■ EXERCISE DETAILS: Without including any pictures, write out all the entries exactly.

>> start DATA ENTRIES

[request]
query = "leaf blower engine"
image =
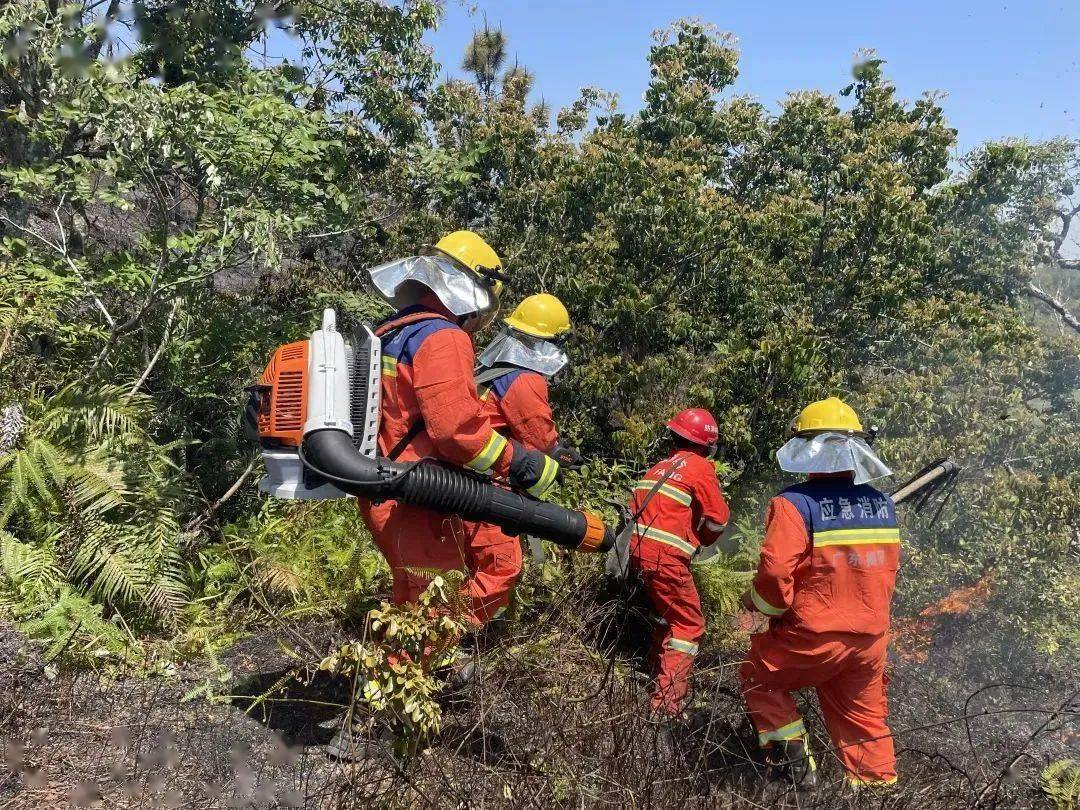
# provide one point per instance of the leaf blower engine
(315, 417)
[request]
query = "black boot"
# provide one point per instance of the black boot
(790, 766)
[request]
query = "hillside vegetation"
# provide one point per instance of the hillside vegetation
(173, 206)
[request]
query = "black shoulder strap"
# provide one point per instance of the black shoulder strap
(490, 375)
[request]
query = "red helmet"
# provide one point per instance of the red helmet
(697, 426)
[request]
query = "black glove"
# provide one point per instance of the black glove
(567, 457)
(532, 471)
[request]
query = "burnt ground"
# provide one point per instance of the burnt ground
(553, 720)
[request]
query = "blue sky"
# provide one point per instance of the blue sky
(1009, 67)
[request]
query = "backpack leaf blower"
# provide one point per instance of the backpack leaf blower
(315, 416)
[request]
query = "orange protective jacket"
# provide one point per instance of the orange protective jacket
(688, 510)
(829, 557)
(428, 373)
(518, 406)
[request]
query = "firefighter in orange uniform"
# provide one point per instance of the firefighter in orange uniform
(825, 580)
(430, 408)
(678, 508)
(513, 385)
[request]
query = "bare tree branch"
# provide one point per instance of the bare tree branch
(159, 352)
(1055, 305)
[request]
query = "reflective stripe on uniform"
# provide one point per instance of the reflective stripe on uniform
(679, 645)
(790, 731)
(550, 471)
(856, 782)
(764, 606)
(855, 537)
(486, 458)
(663, 537)
(674, 493)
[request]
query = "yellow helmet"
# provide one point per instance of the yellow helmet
(540, 315)
(471, 251)
(824, 415)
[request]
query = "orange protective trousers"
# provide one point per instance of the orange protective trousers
(669, 583)
(848, 673)
(417, 540)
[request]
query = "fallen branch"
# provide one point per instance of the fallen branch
(197, 523)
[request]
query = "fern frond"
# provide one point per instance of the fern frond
(279, 578)
(1061, 782)
(23, 563)
(107, 568)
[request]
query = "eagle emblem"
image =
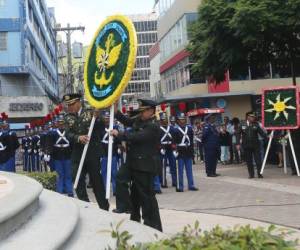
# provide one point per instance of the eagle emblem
(106, 58)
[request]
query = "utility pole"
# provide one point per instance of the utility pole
(69, 30)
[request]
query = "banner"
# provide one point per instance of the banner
(110, 61)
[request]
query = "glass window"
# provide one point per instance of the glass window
(3, 41)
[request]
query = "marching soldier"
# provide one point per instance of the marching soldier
(166, 149)
(250, 142)
(142, 162)
(114, 163)
(211, 144)
(184, 138)
(4, 148)
(59, 149)
(78, 121)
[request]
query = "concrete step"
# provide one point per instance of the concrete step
(19, 203)
(94, 229)
(50, 228)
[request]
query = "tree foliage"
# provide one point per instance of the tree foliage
(235, 34)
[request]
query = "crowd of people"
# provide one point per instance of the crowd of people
(145, 151)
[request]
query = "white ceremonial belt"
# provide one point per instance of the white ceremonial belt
(61, 145)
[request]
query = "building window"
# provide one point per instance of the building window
(3, 40)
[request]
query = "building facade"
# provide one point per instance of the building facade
(28, 59)
(146, 28)
(241, 92)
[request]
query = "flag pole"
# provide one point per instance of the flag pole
(110, 149)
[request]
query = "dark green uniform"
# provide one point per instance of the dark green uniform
(142, 164)
(250, 143)
(77, 125)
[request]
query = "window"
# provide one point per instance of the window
(3, 40)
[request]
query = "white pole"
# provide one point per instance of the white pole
(110, 148)
(293, 152)
(284, 156)
(86, 146)
(267, 152)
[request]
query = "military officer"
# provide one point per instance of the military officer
(4, 148)
(184, 139)
(59, 149)
(78, 121)
(211, 144)
(250, 142)
(142, 161)
(114, 165)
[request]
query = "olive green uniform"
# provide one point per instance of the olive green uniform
(142, 164)
(77, 125)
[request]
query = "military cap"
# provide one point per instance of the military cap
(173, 118)
(146, 104)
(71, 98)
(181, 116)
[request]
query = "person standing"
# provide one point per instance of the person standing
(77, 122)
(250, 142)
(211, 143)
(59, 149)
(184, 139)
(142, 162)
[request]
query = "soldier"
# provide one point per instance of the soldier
(59, 149)
(211, 144)
(4, 148)
(250, 142)
(78, 121)
(114, 164)
(166, 149)
(25, 146)
(142, 161)
(184, 138)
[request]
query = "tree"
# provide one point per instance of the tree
(235, 34)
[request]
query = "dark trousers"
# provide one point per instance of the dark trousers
(90, 166)
(123, 180)
(211, 159)
(143, 196)
(251, 153)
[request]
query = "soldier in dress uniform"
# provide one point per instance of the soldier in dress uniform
(250, 142)
(211, 144)
(142, 162)
(78, 121)
(59, 149)
(184, 139)
(24, 150)
(114, 164)
(166, 149)
(4, 148)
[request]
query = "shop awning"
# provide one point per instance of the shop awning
(196, 112)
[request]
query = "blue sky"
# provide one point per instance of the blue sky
(90, 13)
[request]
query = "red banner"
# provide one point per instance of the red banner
(220, 87)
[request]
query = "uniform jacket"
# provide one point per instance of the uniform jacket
(142, 144)
(249, 134)
(210, 136)
(77, 125)
(184, 144)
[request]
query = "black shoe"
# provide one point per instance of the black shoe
(121, 211)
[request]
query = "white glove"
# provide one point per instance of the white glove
(175, 153)
(163, 151)
(47, 158)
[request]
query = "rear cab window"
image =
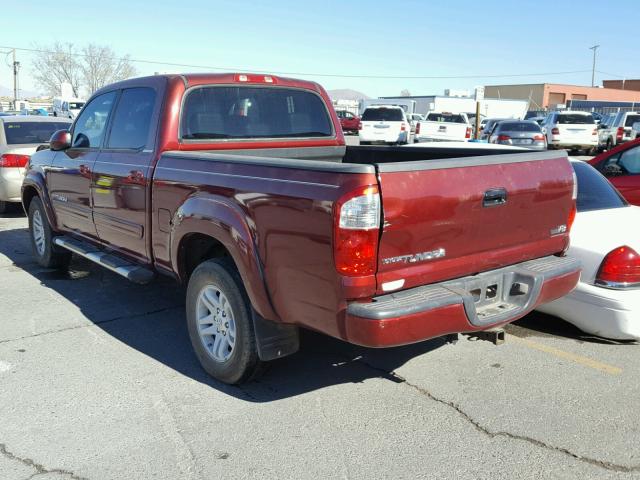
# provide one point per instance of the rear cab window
(214, 112)
(23, 133)
(594, 191)
(382, 114)
(445, 117)
(575, 119)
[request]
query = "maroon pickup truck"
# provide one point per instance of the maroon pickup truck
(240, 186)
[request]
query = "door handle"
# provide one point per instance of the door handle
(494, 197)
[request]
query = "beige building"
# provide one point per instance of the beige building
(550, 95)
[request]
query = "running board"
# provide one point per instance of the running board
(115, 263)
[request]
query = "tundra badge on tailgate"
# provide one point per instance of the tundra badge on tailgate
(416, 257)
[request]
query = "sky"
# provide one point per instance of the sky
(329, 41)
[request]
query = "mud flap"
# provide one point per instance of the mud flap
(274, 339)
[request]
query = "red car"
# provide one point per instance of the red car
(621, 165)
(348, 121)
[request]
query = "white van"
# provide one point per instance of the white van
(571, 130)
(67, 107)
(384, 124)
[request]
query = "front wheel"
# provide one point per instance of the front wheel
(45, 252)
(220, 323)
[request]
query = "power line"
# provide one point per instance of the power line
(313, 74)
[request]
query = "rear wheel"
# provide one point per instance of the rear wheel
(220, 323)
(45, 252)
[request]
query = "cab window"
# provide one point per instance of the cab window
(90, 127)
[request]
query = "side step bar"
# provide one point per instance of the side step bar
(119, 265)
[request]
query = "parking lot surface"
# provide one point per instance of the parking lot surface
(99, 382)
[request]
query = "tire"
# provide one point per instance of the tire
(41, 235)
(227, 350)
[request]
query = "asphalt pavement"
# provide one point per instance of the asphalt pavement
(98, 381)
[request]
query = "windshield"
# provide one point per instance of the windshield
(631, 119)
(519, 127)
(382, 114)
(446, 117)
(18, 133)
(573, 119)
(594, 191)
(212, 112)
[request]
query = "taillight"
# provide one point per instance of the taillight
(620, 268)
(356, 232)
(13, 160)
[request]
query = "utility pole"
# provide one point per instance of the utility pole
(593, 70)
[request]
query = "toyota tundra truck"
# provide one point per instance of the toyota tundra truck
(241, 188)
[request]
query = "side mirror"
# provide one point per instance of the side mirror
(60, 140)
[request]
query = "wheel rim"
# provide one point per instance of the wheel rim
(216, 323)
(38, 232)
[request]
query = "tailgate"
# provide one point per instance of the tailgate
(450, 218)
(443, 131)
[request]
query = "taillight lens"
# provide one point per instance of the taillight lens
(356, 232)
(620, 268)
(13, 160)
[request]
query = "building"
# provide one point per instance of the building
(622, 84)
(543, 96)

>> end DATA ENTRIES

■ REPLY TO THE TASK:
[request]
query = "leaf blower engine"
image =
# provide one point per instance of the leaf blower engine
(315, 417)
[request]
query = "black boot"
# provide one point per instance of the black boot
(790, 766)
[request]
query = "hillside vegetation"
# provide one point per instance of the hillside vegetation
(173, 206)
[request]
query = "black shoulder strap"
# provide one point per instance of the black shoulder strap
(490, 375)
[request]
query = "red helmet"
# provide one point per instance of the red helmet
(697, 426)
[request]
query = "black glove"
# provide one point per instance of the black glove
(567, 457)
(532, 471)
[request]
query = "burnt ground"
# provide one point per instance of the burnt ground
(553, 720)
[request]
query = "blue sky"
# provide one point per instance of the blue sky
(1009, 67)
[request]
query = "backpack leaf blower"
# provide one point per instance of the backpack leaf blower
(315, 416)
[request]
query = "orange protective jacket"
# provide one point per instance of the orange protective jacket
(688, 510)
(829, 557)
(428, 373)
(518, 406)
[request]
query = "firefighter in orange uniform"
# provide one point per instance of the firefighter in orange uniform
(825, 580)
(430, 408)
(678, 508)
(513, 385)
[request]
query = "bare tree branch"
# provide one point per instance of the bare tree branch
(159, 352)
(1055, 305)
[request]
query = "reflective stripe on uniform"
# provide one point per instance of the reflective stripe on uniform
(679, 645)
(790, 731)
(550, 471)
(856, 782)
(764, 606)
(855, 537)
(486, 458)
(663, 537)
(674, 493)
[request]
query = "yellow helmet"
# provide one point per instance of the yellow helmet
(540, 315)
(471, 251)
(824, 415)
[request]
query = "orange protective trousers"
# provide one point per instance of the orange protective trousers
(669, 583)
(848, 673)
(417, 540)
[request]
query = "fallen branch"
# provide one point per instance of the fallen branch
(197, 523)
[request]
query = "fern frond"
# provide one point per instance of the fern frond
(279, 578)
(1061, 782)
(23, 563)
(107, 568)
[request]
query = "eagle emblem"
image =
# provide one point per instance of the eagle emblem
(106, 58)
[request]
query = "utility pole"
# provide one point per instance of the utility pole
(69, 30)
[request]
query = "banner"
# provide one point per instance of the banner
(110, 61)
[request]
query = "glass window"
# provide one point per instance of the glass window
(3, 41)
[request]
query = "marching soldier"
# provide one point per instance of the marching soldier
(166, 149)
(250, 142)
(142, 162)
(114, 163)
(211, 144)
(184, 138)
(4, 148)
(59, 149)
(78, 121)
[request]
query = "concrete step"
# provide one point per instance of the concrete step
(19, 203)
(94, 229)
(50, 228)
[request]
query = "tree foliage"
# provide one point per instance of the tree foliage
(235, 34)
[request]
query = "crowd of people"
# provide one point per instance of the crowd of people
(145, 151)
[request]
query = "white ceremonial belt"
# provide one point per instance of the white ceremonial belt
(61, 145)
[request]
query = "building window"
# provide one point per instance of the building window
(3, 40)
[request]
query = "building facade"
# provide one point per instance of the building facade
(28, 59)
(146, 28)
(241, 92)
[request]
query = "flag pole"
# provide one point per instance of the flag pole
(110, 149)
[request]
query = "dark green uniform"
# provide one point per instance of the dark green uniform
(142, 164)
(250, 143)
(77, 125)
[request]
query = "window"
# provide one point per instance of the window
(3, 40)
[request]
query = "white pole"
# provide one point per instance of the white pole
(110, 148)
(293, 152)
(284, 156)
(86, 146)
(267, 152)
[request]
query = "military officer"
# provide one point per instance of the military officer
(4, 148)
(184, 139)
(59, 149)
(78, 121)
(211, 144)
(250, 142)
(142, 161)
(114, 165)
[request]
query = "olive green uniform"
# provide one point per instance of the olive green uniform
(142, 164)
(77, 125)
[request]
query = "military cap"
# provide one point per instance of the military cap
(173, 118)
(146, 104)
(71, 98)
(181, 116)
[request]
query = "person standing"
# provide one point per instance of the person standing
(77, 122)
(250, 142)
(211, 143)
(59, 149)
(184, 139)
(142, 162)
[request]
query = "soldier"
# provide one point per instance of the soldier
(59, 149)
(211, 144)
(4, 148)
(250, 142)
(78, 121)
(114, 164)
(166, 149)
(25, 146)
(142, 161)
(184, 138)
[request]
query = "tree"
# provide one point per instance of the tree
(235, 34)
[request]
query = "dark trousers"
# provide one point per instance of the dark trousers
(90, 166)
(123, 180)
(211, 159)
(143, 196)
(251, 153)
[request]
query = "soldier in dress uniform"
# provide one point per instance of the soldier in dress uniform
(250, 142)
(211, 144)
(142, 162)
(78, 121)
(59, 149)
(184, 139)
(24, 150)
(114, 164)
(166, 149)
(4, 148)
[request]
query = "shop awning"
# provide one point per instance of the shop awning
(196, 112)
[request]
query = "blue sky"
# provide one point per instance of the blue sky
(90, 13)
[request]
query = "red banner"
# provide one point per instance of the red banner
(220, 87)
[request]
query = "uniform jacket"
# provide one point per instance of the uniform jacket
(142, 144)
(249, 134)
(210, 136)
(77, 125)
(184, 144)
[request]
query = "black shoe"
# provide one point per instance of the black shoe
(121, 211)
[request]
query = "white glove"
# provide one point per instance of the white glove
(175, 153)
(163, 151)
(47, 158)
[request]
query = "rear cab window"
image =
# provide one point per instance of the rear cab window
(214, 112)
(23, 133)
(594, 191)
(382, 114)
(445, 117)
(575, 119)
[request]
query = "maroon pickup truck"
# provide one point per instance of the maroon pickup truck
(240, 186)
[request]
query = "door handle"
# provide one point per instance of the door handle
(494, 197)
[request]
query = "beige building"
# provide one point per instance of the beige building
(550, 95)
[request]
query = "running board"
# provide one point per instance of the running board
(115, 263)
[request]
query = "tundra badge on tailgate"
# provide one point per instance of the tundra badge on tailgate
(416, 257)
[request]
query = "sky"
# provide one point per instance of the sky
(329, 41)
[request]
query = "mud flap"
# provide one point per instance of the mud flap
(274, 339)
[request]
query = "red car"
# provide one point per instance of the red car
(621, 165)
(348, 121)
[request]
query = "white van"
# provide one point per instance of the white van
(571, 130)
(67, 107)
(384, 124)
[request]
query = "front wheel"
# provide one point per instance of the front wheel
(45, 252)
(220, 323)
[request]
query = "power line"
# provide one point per instance of the power line
(313, 74)
[request]
query = "rear wheel"
# provide one point per instance of the rear wheel
(220, 323)
(45, 252)
[request]
query = "cab window"
# provide one point per instance of the cab window
(90, 127)
[request]
query = "side step bar"
# provide one point per instance of the side step bar
(119, 265)
[request]
query = "parking lot surface"
# provide one point per instance of the parking lot surface
(99, 382)
[request]
query = "tire"
# provide one point per instance of the tire
(41, 235)
(227, 350)
[request]
query = "asphalt pavement"
# provide one point per instance of the asphalt pavement
(98, 381)
[request]
query = "windshield"
# provide one point per instance of the windshield
(631, 119)
(519, 127)
(382, 114)
(446, 117)
(18, 133)
(573, 119)
(594, 191)
(212, 112)
[request]
query = "taillight"
# provide one point per instance of the taillight
(620, 268)
(356, 232)
(13, 160)
[request]
query = "utility pole"
# provide one point per instance of the utility pole
(593, 70)
[request]
query = "toyota tundra truck"
# provide one point per instance of the toyota tundra truck
(241, 188)
[request]
query = "side mirror"
# provide one point per instance of the side mirror
(60, 140)
[request]
query = "wheel rim"
# provide one point per instance of the wheel rim
(216, 323)
(38, 232)
[request]
query = "tailgate"
# provide one point per instance of the tailgate
(450, 218)
(443, 131)
[request]
query = "taillight lens"
# provide one point per instance of the taillight lens
(356, 232)
(620, 268)
(13, 160)
[request]
query = "building"
# provide one point per instance of the building
(622, 84)
(543, 96)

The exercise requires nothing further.